Despite Pausanias’s remarkably detailed description of the cult statue of Athena, his description of the Parthenon as a whole contains many glaring omissions. Most notoriously, Pausanias does not even mention the now-famous Ionic frieze in Pentelic marble that once decorated the upper part of the naos of the temple, the majority of which is now held in the British Museum in London. Pausanias writes, as translated by W. H. S. Jones (with some modifications of my own to make the spellings more closely match the Greek):
“As you enter the temple that they name the Parthenon, all the sculptures you see on what is called the pediment refer to the birth of Athena, those on the rear pediment represent the contest for the land between Athena and Poseidon. The statue itself is made of ivory and gold. On the middle of her helmet is placed a likeness of the Sphinx – the tale of the Sphinx I will give when I come to my description of Boiotia – and on either side of the helmet are griffins in relief.”
“These griffins, Aristeas of Prokonnesos says in his poem, fight for the gold with the Arimaspoi beyond the Issedones. The gold which the griffins guard, he says, comes out of the earth; the Arimaspoi are men all born with one eye; griffins are beasts like lions, but with the beak and wings of an eagle. I will say no more about the griffins.”
“The statue of Athena is upright, with a tunic reaching to the feet, and on her breast the head of Medousa is worked in ivory. She holds a statue of Nike about four cubits high, and in the other hand a spear; at her feet lies a shield and near the spear is a serpent. This serpent would be Erichthonios. On the pedestal is the birth of Pandora in relief. Hesiodos and others have sung how this Pandora was the first woman; before Pandora was born there was as yet no womankind. The only portrait statue I remember seeing here is one of the emperor Hadrian, and at the entrance one of Iphikrates, who accomplished many remarkable achievements.”

Items listed in a dataset
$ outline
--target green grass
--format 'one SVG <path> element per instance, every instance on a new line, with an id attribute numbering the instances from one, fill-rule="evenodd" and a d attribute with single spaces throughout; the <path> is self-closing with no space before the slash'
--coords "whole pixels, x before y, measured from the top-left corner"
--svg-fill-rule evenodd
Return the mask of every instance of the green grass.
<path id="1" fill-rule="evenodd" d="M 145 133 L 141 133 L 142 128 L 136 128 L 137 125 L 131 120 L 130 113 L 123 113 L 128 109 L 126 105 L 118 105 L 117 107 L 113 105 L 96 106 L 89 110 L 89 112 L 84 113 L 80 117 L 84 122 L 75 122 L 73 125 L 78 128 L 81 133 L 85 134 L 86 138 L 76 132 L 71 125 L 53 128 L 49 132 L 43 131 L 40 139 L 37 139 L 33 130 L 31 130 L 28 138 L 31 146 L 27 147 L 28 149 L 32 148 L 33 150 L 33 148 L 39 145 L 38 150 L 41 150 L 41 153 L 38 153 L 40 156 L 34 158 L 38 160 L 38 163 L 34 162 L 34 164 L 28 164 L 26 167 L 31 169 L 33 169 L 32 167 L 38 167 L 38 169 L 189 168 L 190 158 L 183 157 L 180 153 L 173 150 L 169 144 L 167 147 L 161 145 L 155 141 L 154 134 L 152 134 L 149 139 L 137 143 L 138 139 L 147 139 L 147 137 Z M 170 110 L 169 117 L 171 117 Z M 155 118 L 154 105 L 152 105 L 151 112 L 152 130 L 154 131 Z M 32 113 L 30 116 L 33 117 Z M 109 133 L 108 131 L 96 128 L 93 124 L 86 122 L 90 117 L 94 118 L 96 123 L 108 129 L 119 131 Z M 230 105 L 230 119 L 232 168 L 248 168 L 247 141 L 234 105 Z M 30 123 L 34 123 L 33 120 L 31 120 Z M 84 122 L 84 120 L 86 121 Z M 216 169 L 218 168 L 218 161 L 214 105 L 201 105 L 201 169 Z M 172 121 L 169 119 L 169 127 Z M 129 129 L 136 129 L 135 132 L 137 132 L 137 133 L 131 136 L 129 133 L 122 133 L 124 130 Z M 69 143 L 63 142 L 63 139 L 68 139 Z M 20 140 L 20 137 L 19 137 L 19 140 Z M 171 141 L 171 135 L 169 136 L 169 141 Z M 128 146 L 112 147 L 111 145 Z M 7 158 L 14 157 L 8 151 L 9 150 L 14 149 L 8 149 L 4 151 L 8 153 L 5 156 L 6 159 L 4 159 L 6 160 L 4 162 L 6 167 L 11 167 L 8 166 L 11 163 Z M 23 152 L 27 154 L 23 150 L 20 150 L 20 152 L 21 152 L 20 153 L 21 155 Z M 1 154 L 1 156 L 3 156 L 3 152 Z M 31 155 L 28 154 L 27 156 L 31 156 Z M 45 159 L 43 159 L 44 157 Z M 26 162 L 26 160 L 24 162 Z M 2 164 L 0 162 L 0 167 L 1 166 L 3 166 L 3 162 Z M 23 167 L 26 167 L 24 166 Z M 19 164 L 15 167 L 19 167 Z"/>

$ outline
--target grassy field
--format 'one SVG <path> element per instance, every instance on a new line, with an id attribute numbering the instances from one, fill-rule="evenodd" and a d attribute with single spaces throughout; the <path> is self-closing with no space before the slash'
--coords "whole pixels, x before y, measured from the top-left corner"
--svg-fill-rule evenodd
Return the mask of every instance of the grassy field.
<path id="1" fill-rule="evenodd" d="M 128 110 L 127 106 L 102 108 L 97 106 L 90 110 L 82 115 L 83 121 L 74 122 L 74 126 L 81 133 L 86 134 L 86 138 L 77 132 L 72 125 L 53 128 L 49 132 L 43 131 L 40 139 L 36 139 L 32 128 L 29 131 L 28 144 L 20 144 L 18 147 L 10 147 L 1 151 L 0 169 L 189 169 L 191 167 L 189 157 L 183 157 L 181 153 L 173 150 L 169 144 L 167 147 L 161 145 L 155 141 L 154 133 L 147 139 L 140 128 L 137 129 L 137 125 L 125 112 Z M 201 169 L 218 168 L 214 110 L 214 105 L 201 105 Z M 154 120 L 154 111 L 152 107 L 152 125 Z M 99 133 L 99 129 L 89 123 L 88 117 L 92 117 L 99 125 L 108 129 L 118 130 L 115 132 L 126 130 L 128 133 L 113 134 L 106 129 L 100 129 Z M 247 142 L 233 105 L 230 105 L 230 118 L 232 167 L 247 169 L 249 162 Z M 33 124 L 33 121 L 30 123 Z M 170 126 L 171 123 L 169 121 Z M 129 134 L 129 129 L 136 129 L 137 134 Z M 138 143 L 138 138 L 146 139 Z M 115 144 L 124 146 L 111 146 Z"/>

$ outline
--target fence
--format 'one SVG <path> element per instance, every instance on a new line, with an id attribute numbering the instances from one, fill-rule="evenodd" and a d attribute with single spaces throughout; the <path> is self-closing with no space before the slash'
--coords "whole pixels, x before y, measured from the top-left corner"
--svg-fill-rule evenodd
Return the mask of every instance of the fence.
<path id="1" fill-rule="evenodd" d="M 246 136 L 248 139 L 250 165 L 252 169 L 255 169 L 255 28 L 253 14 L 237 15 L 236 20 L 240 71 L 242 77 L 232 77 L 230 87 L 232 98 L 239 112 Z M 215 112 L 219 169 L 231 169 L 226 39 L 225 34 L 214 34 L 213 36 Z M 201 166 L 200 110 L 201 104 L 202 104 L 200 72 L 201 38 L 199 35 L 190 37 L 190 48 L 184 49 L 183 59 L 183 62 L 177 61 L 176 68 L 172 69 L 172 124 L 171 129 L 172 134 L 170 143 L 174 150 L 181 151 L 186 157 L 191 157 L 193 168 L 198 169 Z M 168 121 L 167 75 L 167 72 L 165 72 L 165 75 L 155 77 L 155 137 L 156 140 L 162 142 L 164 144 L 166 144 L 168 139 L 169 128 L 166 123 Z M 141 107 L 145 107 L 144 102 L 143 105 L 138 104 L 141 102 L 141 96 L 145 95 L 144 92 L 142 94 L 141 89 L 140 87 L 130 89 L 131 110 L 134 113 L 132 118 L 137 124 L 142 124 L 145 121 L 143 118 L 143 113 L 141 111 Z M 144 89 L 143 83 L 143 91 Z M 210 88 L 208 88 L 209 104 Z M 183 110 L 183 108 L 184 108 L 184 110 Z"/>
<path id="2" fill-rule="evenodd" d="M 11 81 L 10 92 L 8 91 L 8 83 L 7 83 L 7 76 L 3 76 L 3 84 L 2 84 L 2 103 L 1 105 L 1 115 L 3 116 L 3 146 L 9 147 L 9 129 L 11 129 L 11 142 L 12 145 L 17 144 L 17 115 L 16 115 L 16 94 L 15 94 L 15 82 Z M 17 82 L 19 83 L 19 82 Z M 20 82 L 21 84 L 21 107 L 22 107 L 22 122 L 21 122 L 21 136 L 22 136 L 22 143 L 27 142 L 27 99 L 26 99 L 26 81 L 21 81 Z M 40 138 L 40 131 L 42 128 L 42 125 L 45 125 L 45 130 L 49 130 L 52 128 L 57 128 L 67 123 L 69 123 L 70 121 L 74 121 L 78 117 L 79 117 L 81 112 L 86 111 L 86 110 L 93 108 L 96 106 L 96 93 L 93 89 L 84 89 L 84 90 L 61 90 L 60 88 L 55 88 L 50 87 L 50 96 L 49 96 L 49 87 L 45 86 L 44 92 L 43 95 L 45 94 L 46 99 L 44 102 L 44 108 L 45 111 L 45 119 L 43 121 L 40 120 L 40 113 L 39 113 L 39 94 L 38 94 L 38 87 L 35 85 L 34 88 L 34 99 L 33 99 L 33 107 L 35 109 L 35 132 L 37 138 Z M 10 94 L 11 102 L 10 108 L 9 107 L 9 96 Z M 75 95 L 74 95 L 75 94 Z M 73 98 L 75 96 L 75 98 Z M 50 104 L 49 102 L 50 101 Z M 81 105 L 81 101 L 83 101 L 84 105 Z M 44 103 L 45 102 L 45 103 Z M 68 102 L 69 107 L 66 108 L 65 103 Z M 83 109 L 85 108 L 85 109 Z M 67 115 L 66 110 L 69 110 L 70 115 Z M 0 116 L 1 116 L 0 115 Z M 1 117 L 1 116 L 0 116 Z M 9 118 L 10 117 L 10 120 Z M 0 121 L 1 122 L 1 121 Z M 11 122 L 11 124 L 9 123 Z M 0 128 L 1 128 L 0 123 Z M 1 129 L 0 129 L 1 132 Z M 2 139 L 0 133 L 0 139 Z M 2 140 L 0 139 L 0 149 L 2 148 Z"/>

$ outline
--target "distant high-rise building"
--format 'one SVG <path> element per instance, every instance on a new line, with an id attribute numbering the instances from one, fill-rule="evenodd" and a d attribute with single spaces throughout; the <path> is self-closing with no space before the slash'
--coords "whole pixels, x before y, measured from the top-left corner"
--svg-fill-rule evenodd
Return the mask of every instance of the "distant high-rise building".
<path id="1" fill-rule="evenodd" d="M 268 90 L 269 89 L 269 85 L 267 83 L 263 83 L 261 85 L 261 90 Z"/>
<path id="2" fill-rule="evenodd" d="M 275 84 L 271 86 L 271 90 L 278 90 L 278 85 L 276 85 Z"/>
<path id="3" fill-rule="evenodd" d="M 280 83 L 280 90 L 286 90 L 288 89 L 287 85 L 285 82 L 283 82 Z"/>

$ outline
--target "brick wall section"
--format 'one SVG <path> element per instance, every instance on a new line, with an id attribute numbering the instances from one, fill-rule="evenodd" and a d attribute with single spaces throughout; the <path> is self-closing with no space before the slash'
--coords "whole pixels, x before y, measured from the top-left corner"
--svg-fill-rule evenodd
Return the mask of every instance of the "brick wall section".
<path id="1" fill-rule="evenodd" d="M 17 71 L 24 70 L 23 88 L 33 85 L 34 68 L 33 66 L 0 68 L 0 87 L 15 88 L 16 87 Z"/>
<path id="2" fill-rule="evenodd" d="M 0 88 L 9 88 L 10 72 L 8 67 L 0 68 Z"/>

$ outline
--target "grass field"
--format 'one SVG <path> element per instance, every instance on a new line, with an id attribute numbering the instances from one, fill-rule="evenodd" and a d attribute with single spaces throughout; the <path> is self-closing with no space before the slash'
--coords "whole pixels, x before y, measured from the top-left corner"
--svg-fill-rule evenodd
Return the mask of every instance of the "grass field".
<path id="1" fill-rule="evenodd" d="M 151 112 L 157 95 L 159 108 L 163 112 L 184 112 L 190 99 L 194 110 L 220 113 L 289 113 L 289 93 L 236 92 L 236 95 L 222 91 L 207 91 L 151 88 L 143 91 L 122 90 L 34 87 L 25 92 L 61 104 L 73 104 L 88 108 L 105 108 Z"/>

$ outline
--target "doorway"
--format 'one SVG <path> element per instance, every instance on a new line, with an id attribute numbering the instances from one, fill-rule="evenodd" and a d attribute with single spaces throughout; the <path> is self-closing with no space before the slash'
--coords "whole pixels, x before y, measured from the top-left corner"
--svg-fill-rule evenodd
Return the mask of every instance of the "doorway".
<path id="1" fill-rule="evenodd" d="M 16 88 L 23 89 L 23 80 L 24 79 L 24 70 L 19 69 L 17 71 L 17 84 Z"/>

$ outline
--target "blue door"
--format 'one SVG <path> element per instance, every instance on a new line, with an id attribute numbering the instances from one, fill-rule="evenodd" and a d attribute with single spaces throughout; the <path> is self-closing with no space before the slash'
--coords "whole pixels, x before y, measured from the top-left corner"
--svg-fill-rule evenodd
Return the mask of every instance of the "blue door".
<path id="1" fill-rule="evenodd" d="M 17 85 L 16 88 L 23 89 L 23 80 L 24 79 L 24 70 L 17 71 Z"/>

**CHALLENGE A:** Say whether each statement agrees with the Parthenon passage, answering yes or no and quoting the words that decide it: (i) Pausanias describes the Ionic frieze of the Parthenon. (ii) The statue of Athena is made of ivory and gold. (iii) Griffins have the beak and wings of an eagle.
**CHALLENGE B:**
Answer these questions from the Parthenon passage:
(i) What do the sculptures on the rear pediment show?
(ii) What is placed on the middle of Athena's helmet?
(iii) Whose statue stands at the entrance?

**EXPECTED ANSWER A:**
(i) No: "Pausanias does not even mention the now-famous Ionic frieze in Pentelic marble"
(ii) Yes: "The statue itself is made of ivory and gold."
(iii) Yes: "griffins are beasts like lions, but with the beak and wings of an eagle"

**EXPECTED ANSWER B:**
(i) The contest for the land between Athena and Poseidon.
(ii) A likeness of the Sphinx.
(iii) Iphikrates.